_WHAT TO WORK ON_:
**a.** Answer these questions using the text on ME:
(i) Since what year has the World Health Organization classified ME as a neurological disorder?
(ii) In what year did The Royal Society of Medicine recognize ME as a specific disease entity?
(iii) About what percentage of people with ME are believed to be so seriously affected that they are housebound or bedbound?
**b.** From the text on ME, return everything from "Can anyone legitimately" down to "person undergoing chemotherapy.", word for word.

Can anyone legitimately claim they do not “believe” in ME ?

ME is assumed to affect about a quarter of a million people in the UK. Some are mildly affected, some moderately affected and about 25 per cent are believed to be so seriously affected that they are housebound or even bedbound.

Affecting more people than AIDS, lung cancer and breast cancer combined, more people than have multiple sclerosis or cystic fibrosis,  ME can leave a person as functionally impaired as someone suffering from diabetes, heart failure and kidney disease, and as severely disabled as someone with heart failure, late-stage AIDS, Multiple Sclerosis , or a person undergoing chemotherapy.

Myalgic Encephalomyelitis (ME), has been classified by the World Health Organization (WHO) as a neurological disorder since 1969. Currently it is listed in the International Classification of Diseases (ICD), chapter 6, under Disorders of Brain at ICD-10 G 93.3. In the 1992 revision of the ICD, the WHO approved the term “Chronic Fatigue Syndrome” (CFS) as a term by which ME may be known. The term CFS is coded only to ME at ICD-10 G93.3, hence the composite term “ME/CFS” is often used to denote the disorder. A synonymous term also sanctioned by the WHO is “postviral fatigue syndrome”.

Some people mistakenly think they have ME when in fact they have something else. Many others may have a wrong diagnosis, or none at all. The Centers for Disease Control and Prevention (CDC)  believes that of the estimated one million to four million Americans who have ME, less than 20% have actually been diagnosed.

ME was recognized as a specific disease entity by The Royal Society of Medicine in 1978 and was recognized as an organic disease by the  UK Department of Health in November 1987. 

On the 25th November 2008, the Northern Ireland Minister for Health, Social Services and Public Safety, admitted that ME is "a very real and debilitating neurological condition"

On 23rd February 2010, in an Adjournment debate on ME, Gillian Merron, Minister of State (Public Health), Department of Health, stated:"I want first to put on the record that we accept the World Health Organization's classification of ME as a neurological condition of unknown cause."

On 28th May 2010, Kay Ellis confirmed on behalf of the UK Chief Medical Officer: " The Department's view is that it is important to recognize that CFS/ME is a genuine and disabling neurological illness and health professionals must recognize it as such".

On 19th June 2008, Stephen Atkinson on behalf of the Department of Health confirmed:"I would like to assure you that the Department recognizes CFS/ME as a neurological disease".

_DATASET EXCERPTS_:

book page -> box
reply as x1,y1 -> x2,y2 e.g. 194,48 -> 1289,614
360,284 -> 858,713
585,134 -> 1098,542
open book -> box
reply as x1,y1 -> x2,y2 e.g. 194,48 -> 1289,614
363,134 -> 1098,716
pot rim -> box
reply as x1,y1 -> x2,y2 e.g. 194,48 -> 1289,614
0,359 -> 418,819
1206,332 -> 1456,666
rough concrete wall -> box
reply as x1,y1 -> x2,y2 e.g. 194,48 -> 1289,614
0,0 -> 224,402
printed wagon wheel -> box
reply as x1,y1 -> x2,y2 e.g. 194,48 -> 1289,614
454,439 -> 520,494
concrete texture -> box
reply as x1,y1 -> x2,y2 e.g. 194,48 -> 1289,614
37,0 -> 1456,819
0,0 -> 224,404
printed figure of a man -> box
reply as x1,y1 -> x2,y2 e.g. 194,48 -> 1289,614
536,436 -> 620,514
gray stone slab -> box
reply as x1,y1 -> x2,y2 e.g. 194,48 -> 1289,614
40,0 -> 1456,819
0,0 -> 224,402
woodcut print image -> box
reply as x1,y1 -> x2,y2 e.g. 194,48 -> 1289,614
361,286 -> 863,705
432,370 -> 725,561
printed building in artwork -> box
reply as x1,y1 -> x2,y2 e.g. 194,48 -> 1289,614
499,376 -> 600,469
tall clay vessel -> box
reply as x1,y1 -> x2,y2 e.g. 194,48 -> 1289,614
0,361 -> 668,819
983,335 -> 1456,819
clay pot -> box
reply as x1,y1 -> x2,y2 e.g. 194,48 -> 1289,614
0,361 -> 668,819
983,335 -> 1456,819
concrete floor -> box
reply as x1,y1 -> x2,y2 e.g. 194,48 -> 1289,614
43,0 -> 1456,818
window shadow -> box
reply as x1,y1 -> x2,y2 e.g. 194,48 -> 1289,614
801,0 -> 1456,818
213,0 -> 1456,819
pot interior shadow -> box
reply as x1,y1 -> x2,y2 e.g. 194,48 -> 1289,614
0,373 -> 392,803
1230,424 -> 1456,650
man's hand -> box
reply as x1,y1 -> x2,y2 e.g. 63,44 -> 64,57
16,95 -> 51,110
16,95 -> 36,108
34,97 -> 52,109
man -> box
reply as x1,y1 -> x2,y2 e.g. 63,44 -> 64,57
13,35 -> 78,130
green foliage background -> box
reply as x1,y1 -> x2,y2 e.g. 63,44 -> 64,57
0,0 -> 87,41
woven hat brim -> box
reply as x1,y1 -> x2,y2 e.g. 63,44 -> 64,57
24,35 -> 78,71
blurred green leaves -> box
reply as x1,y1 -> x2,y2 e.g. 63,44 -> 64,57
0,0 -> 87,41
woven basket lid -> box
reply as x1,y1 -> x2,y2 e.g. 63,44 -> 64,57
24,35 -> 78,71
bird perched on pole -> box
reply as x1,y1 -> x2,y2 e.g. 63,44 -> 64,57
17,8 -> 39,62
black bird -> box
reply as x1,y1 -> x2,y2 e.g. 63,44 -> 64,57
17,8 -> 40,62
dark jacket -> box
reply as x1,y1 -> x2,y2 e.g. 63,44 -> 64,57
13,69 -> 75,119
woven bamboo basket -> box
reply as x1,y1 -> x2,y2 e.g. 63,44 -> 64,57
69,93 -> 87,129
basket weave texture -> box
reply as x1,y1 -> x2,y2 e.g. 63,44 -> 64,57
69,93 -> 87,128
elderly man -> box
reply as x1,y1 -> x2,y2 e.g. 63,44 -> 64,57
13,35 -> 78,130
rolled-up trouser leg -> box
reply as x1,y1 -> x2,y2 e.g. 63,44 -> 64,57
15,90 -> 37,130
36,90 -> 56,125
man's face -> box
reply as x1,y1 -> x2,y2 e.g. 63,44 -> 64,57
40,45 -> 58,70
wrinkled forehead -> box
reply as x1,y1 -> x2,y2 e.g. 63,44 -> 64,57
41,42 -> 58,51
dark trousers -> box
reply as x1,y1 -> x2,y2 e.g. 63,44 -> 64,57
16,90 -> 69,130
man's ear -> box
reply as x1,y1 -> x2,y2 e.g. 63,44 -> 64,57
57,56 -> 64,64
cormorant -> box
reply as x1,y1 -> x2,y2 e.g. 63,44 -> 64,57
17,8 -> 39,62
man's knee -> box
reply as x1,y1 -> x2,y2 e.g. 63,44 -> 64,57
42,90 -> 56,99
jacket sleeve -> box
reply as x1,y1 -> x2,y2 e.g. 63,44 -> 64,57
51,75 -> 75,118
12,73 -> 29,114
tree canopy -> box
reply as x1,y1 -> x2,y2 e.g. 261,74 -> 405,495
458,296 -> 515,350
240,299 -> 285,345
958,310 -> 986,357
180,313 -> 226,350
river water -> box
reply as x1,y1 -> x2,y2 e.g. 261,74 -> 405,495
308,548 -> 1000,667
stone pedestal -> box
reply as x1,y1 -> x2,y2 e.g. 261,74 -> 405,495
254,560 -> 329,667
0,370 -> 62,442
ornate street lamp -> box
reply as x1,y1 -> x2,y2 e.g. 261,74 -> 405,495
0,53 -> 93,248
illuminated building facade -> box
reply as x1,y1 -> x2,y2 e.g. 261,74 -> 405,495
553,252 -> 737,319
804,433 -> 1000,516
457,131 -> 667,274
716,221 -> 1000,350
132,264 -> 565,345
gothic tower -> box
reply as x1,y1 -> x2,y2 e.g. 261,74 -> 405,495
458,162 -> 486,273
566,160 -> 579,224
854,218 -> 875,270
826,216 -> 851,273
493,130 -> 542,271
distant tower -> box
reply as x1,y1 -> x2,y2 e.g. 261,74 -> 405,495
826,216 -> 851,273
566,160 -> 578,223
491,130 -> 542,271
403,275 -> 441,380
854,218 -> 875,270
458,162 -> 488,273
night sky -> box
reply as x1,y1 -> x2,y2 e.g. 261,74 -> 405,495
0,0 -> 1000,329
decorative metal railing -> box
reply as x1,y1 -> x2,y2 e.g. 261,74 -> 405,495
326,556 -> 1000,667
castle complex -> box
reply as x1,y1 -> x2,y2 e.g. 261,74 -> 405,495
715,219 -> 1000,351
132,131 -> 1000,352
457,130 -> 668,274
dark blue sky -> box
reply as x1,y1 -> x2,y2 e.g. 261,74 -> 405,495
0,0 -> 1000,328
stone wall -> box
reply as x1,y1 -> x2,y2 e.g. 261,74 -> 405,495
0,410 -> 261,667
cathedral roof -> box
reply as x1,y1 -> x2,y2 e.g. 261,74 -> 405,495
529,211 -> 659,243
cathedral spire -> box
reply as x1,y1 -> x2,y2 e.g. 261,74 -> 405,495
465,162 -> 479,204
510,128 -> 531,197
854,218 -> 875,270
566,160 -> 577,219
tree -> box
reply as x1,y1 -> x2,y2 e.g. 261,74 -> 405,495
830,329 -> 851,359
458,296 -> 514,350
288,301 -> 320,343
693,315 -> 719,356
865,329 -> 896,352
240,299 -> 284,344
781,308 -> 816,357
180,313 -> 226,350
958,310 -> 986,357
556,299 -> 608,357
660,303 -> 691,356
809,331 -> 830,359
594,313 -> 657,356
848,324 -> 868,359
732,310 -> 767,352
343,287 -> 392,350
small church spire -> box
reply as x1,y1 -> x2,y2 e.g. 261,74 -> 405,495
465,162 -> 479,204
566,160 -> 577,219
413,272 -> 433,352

_SOLUTIONS TO THE PROBLEMS_:
**a.**
(i) 1969
(ii) 1978
(iii) About 25 per cent

**b.**
Can anyone legitimately claim they do not “believe” in ME ?

ME is assumed to affect about a quarter of a million people in the UK. Some are mildly affected, some moderately affected and about 25 per cent are believed to be so seriously affected that they are housebound or even bedbound.

Affecting more people than AIDS, lung cancer and breast cancer combined, more people than have multiple sclerosis or cystic fibrosis,  ME can leave a person as functionally impaired as someone suffering from diabetes, heart failure and kidney disease, and as severely disabled as someone with heart failure, late-stage AIDS, Multiple Sclerosis , or a person undergoing chemotherapy.